WHAT YOU WILL DO:
Below are entries; output exactly the lines from the one with "box: [97, 162, 221, 271]" to the one with "box: [1, 230, 360, 300]", both included, and nothing else.

::: MATERIAL FOR THE TASK

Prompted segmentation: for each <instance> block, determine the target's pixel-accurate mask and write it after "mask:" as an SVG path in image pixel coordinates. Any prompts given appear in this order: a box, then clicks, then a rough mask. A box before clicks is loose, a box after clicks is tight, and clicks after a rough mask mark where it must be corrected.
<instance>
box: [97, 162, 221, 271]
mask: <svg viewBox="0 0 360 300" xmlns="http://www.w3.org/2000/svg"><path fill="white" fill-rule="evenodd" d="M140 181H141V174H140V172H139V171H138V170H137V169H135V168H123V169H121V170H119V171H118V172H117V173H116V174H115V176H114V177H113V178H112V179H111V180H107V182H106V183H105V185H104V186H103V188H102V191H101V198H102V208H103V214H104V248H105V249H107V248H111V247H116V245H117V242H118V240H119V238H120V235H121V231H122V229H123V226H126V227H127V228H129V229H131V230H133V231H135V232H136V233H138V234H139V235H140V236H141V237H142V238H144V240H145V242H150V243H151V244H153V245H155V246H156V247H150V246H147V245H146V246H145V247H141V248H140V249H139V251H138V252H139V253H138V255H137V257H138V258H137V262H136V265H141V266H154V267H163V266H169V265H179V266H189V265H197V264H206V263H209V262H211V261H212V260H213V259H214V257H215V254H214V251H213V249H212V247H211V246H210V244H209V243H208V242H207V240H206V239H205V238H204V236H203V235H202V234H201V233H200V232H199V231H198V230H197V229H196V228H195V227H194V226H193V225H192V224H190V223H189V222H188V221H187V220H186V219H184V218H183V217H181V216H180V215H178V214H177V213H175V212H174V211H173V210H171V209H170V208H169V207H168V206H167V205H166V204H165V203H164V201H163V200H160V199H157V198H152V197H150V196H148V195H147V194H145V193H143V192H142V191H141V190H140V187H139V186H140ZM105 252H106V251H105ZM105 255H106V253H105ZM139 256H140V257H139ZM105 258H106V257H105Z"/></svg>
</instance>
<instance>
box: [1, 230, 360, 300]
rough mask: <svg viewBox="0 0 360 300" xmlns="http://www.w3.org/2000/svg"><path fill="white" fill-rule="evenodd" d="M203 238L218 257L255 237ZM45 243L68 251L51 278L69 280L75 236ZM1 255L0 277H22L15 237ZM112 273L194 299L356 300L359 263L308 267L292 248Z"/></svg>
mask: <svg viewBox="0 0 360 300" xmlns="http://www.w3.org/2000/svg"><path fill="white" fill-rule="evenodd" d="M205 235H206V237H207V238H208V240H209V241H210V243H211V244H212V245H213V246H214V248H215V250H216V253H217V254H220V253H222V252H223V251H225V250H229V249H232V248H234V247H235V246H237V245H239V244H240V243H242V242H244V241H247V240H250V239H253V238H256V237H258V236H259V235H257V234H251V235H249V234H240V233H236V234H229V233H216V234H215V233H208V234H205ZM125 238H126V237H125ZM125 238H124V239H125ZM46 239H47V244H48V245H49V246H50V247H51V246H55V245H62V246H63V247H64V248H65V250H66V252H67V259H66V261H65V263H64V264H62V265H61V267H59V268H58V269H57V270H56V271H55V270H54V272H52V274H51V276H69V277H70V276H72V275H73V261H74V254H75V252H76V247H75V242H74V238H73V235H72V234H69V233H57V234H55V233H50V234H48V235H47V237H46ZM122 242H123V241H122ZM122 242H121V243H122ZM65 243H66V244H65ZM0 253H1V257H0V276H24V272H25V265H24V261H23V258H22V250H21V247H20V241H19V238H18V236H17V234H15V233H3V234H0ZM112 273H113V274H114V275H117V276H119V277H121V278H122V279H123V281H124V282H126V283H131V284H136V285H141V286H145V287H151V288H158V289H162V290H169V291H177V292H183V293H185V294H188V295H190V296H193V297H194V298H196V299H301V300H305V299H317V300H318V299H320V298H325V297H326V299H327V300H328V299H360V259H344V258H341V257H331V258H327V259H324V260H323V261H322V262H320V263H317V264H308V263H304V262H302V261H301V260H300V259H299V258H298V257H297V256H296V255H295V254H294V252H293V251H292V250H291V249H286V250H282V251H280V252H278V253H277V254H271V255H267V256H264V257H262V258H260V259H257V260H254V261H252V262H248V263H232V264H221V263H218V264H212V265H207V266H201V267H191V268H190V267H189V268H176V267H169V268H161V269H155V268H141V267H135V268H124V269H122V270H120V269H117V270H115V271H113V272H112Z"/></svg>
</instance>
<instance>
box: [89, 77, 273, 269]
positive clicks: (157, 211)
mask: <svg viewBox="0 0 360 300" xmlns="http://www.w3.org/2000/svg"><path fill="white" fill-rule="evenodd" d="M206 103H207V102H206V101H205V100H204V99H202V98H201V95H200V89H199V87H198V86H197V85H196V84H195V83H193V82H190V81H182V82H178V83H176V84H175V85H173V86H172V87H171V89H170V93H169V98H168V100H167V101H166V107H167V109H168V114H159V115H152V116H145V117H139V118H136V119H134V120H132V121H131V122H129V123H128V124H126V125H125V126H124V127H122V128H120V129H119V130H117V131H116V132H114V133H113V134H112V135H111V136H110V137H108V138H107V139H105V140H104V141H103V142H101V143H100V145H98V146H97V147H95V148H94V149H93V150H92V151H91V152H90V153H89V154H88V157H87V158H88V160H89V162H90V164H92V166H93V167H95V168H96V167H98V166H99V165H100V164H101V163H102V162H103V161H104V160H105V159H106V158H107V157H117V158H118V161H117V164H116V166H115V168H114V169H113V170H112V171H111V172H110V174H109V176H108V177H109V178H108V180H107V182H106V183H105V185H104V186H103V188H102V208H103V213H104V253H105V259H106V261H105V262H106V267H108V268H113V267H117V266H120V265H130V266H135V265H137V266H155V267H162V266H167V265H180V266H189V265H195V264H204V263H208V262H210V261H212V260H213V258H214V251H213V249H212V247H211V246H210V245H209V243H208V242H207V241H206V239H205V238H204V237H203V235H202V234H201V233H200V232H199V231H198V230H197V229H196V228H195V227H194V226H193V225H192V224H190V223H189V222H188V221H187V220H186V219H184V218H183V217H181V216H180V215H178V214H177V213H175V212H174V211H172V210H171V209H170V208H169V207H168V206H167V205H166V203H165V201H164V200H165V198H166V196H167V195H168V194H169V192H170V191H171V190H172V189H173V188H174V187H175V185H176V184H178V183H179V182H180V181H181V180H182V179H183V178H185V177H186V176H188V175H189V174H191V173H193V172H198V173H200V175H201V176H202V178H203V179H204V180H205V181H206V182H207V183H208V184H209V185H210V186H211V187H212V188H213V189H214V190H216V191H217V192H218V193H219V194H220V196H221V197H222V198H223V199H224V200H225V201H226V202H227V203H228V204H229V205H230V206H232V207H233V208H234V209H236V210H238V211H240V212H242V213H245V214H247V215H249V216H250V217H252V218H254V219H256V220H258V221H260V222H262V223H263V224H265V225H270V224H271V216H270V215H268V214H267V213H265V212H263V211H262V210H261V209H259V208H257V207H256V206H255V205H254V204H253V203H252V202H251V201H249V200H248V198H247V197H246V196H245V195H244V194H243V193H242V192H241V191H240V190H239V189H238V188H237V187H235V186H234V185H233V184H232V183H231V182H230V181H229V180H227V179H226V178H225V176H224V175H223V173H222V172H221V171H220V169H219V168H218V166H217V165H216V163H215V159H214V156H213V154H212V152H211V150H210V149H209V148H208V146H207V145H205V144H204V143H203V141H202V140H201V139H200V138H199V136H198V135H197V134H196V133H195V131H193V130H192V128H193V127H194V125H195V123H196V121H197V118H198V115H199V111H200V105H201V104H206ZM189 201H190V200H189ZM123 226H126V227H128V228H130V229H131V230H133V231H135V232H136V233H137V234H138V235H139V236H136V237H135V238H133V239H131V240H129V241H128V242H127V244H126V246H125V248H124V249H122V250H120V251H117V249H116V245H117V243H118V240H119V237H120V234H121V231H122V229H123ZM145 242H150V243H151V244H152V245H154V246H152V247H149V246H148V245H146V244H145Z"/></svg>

::::::

RESULT OF THE TASK:
box: [97, 162, 221, 271]
mask: <svg viewBox="0 0 360 300" xmlns="http://www.w3.org/2000/svg"><path fill="white" fill-rule="evenodd" d="M140 181H141V174H140V172H139V171H138V170H137V169H135V168H123V169H121V170H119V171H118V172H117V173H116V174H115V176H114V177H113V178H112V179H111V180H107V182H106V183H105V185H104V186H103V188H102V191H101V198H102V208H103V214H104V248H105V249H107V248H111V247H116V245H117V242H118V240H119V238H120V235H121V231H122V229H123V226H126V227H127V228H129V229H131V230H133V231H135V232H136V233H138V234H139V235H140V236H141V237H142V238H144V240H145V242H150V243H151V244H153V245H155V246H156V247H150V246H147V245H146V246H145V247H141V248H140V249H139V251H138V252H139V253H138V255H137V257H138V258H137V262H136V265H141V266H154V267H163V266H169V265H179V266H189V265H197V264H206V263H209V262H211V261H212V260H213V259H214V257H215V254H214V251H213V249H212V247H211V246H210V244H209V243H208V242H207V240H206V239H205V238H204V236H203V235H202V234H201V233H200V232H199V231H198V230H197V229H196V228H195V227H194V226H193V225H192V224H190V223H189V222H188V221H187V220H186V219H184V218H183V217H181V216H180V215H178V214H177V213H175V212H174V211H173V210H171V209H170V208H169V207H168V206H167V205H166V204H165V203H164V201H163V200H160V199H157V198H152V197H150V196H148V195H147V194H145V193H143V192H142V191H141V190H140V187H139V186H140ZM105 252H106V251H105ZM105 255H106V253H105ZM139 256H140V257H139ZM105 258H106V257H105Z"/></svg>
</instance>
<instance>
box: [1, 230, 360, 300]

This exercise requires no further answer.